Re: [PATCH v11 09/13] x86, sgx: basic routines for enclave page cache

Dave Hansen <dave.hansen@xxxxxxxxx> · Fri, 8 Jun 2018 11:24:12 -0700

On 06/08/2018 10:09 AM, Jarkko Sakkinen wrote:
> SGX has a set of data structures to maintain information about the enclaves
> and their security properties. BIOS reserves a fixed size region of
> physical memory for these structures by setting Processor Reserved Memory
> Range Registers (PRMRR). This memory area is called Enclave Page Cache
> (EPC).
> 
> This commit implements the basic routines to allocate and free pages from
> different EPC banks. There is also a swapper thread ksgxswapd for EPC pages
> that gets woken up by sgx_alloc_page() when we run below the low watermark.
> The swapper thread continues swapping pages up until it reaches the high
> watermark.

Yay!  A new memory manager in arch-specific code.

> Each subsystem that uses SGX must provide a set of callbacks for EPC
> pages that are used to reclaim, block and write an EPC page. Kernel
> takes the responsibility of maintaining LRU cache for them.

What does a "subsystem that uses SGX" mean?  Do we have one of those
already?

...
> +struct sgx_secs {
> +	uint64_t size;
> +	uint64_t base;
> +	uint32_t ssaframesize;
> +	uint32_t miscselect;
> +	uint8_t reserved1[SGX_SECS_RESERVED1_SIZE];
> +	uint64_t attributes;
> +	uint64_t xfrm;
> +	uint32_t mrenclave[8];
> +	uint8_t reserved2[SGX_SECS_RESERVED2_SIZE];
> +	uint32_t mrsigner[8];
> +	uint8_t	reserved3[SGX_SECS_RESERVED3_SIZE];
> +	uint16_t isvvprodid;
> +	uint16_t isvsvn;
> +	uint8_t reserved4[SGX_SECS_RESERVED4_SIZE];
> +};

This is a hardware structure, right?  Doesn't it need to be packed?

> +enum sgx_tcs_flags {
> +	SGX_TCS_DBGOPTIN	= 0x01, /* cleared on EADD */
> +};
> +
> +#define SGX_TCS_RESERVED_MASK 0xFFFFFFFFFFFFFFFEL

Would it be possible to separate out the SGX software structures from
SGX hardware?  It's hard to tell them apart.

* [TASK STATEMENT]
Copy the part of the SGX patch review starting at "On 06/08/2018 10:09" and ending at "the low watermark.", keeping every character unchanged.

* [DATASET CONTENT]

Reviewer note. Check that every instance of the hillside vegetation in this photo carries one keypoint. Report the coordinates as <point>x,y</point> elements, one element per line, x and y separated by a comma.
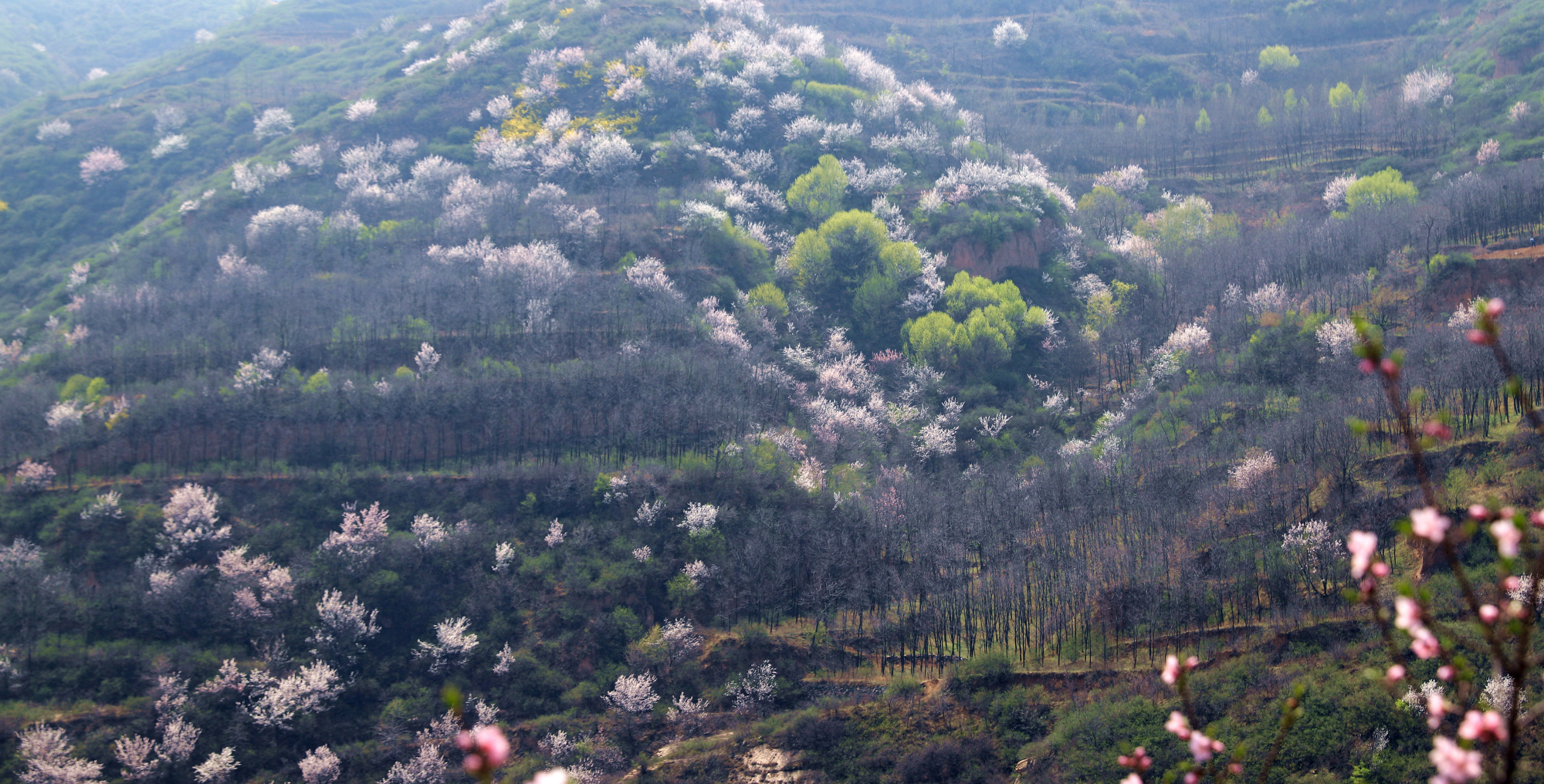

* [THE RESPONSE]
On 06/08/2018 10:09 AM, Jarkko Sakkinen wrote:
> SGX has a set of data structures to maintain information about the enclaves
> and their security properties. BIOS reserves a fixed size region of
> physical memory for these structures by setting Processor Reserved Memory
> Range Registers (PRMRR). This memory area is called Enclave Page Cache
> (EPC).
> 
> This commit implements the basic routines to allocate and free pages from
> different EPC banks. There is also a swapper thread ksgxswapd for EPC pages
> that gets woken up by sgx_alloc_page() when we run below the low watermark.